Exercise requirements ::
According to the commentary on the Affordable Care Act lawsuit, who filed the suit?

Passage shown ::
────
Setting a building on fire and then “rescuing” its inhabitants does not make one a hero—quite the opposite.

Thwarting the intent of a law by refusing to enforce it and then using that action to further undermine the law does not make one a skilled policymaker representing the will of the people—quite the opposite.

But that is what the president and his attorney general have done in supporting a lawsuit that would eliminate the Affordable Care Act’s requirement to cover pre-existing medical conditions, leaving those who are sick and uninsured without coverage options. The suit was filed by several conservative states and the ACA is being defended against by a group of heavily Democratic states.

Actually, the administration is going much further, endorsing the declaration of the entire ACA as unconstitutional because the health insurance mandate (upheld famously by the Supreme Court in 2012) is so central to the law.

The conservative states’ lawsuit argues that if the there are no penalties connected to the mandate (a provision Republicans included in the recently passed tax bill), then there is no incentive for people to seek insurance until they are already sick—an unfair and expensive situation for insurers.

The lawsuit and the attorney general’s brief in support of it is the latest salvo from the Trump Administration and congressional leaders. It is also illustrative of the approach both of those entities have taken toward alleged healthcare reform.
────
Entries drawn from a collection:
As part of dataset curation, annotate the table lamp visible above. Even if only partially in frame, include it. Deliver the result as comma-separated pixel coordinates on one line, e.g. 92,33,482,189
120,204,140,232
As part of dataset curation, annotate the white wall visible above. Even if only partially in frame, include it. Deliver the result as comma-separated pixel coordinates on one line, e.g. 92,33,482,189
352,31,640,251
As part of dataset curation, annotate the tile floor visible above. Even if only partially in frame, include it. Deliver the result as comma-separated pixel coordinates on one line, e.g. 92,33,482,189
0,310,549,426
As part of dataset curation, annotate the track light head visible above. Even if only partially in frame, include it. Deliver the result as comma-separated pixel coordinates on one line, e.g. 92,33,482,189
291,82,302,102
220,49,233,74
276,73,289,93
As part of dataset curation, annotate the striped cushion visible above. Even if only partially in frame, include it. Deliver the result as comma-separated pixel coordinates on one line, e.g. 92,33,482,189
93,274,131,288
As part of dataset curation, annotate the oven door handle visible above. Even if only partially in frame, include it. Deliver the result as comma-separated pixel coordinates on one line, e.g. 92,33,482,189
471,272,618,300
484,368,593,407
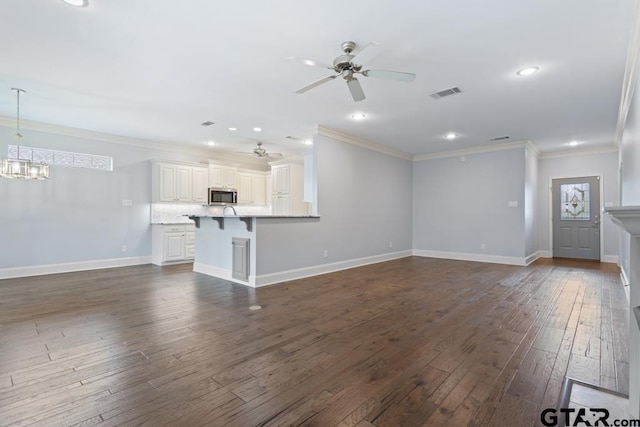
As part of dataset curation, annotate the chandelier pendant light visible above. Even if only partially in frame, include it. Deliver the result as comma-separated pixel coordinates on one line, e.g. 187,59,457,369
0,88,49,179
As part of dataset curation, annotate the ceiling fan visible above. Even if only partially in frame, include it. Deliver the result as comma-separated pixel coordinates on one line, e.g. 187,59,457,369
287,41,416,102
238,141,282,158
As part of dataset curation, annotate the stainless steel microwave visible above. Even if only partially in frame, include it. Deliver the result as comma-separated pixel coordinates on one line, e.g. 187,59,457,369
208,188,238,205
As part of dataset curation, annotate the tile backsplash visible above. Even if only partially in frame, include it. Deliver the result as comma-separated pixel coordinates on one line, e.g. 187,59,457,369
151,203,271,224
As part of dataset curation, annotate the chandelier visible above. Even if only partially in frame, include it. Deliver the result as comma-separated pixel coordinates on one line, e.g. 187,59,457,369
0,88,49,179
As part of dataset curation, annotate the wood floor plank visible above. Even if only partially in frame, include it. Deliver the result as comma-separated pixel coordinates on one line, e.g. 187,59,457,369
0,257,629,427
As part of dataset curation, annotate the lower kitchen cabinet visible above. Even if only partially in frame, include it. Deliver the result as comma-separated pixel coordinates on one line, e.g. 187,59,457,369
151,224,196,265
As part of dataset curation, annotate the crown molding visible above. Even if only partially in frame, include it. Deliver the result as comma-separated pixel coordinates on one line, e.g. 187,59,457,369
613,1,640,147
540,144,618,160
0,116,264,165
316,125,412,160
413,141,540,162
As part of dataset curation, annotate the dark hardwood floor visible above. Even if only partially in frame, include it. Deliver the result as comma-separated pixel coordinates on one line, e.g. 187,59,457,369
────
Response to this task ::
Several conservative states filed it.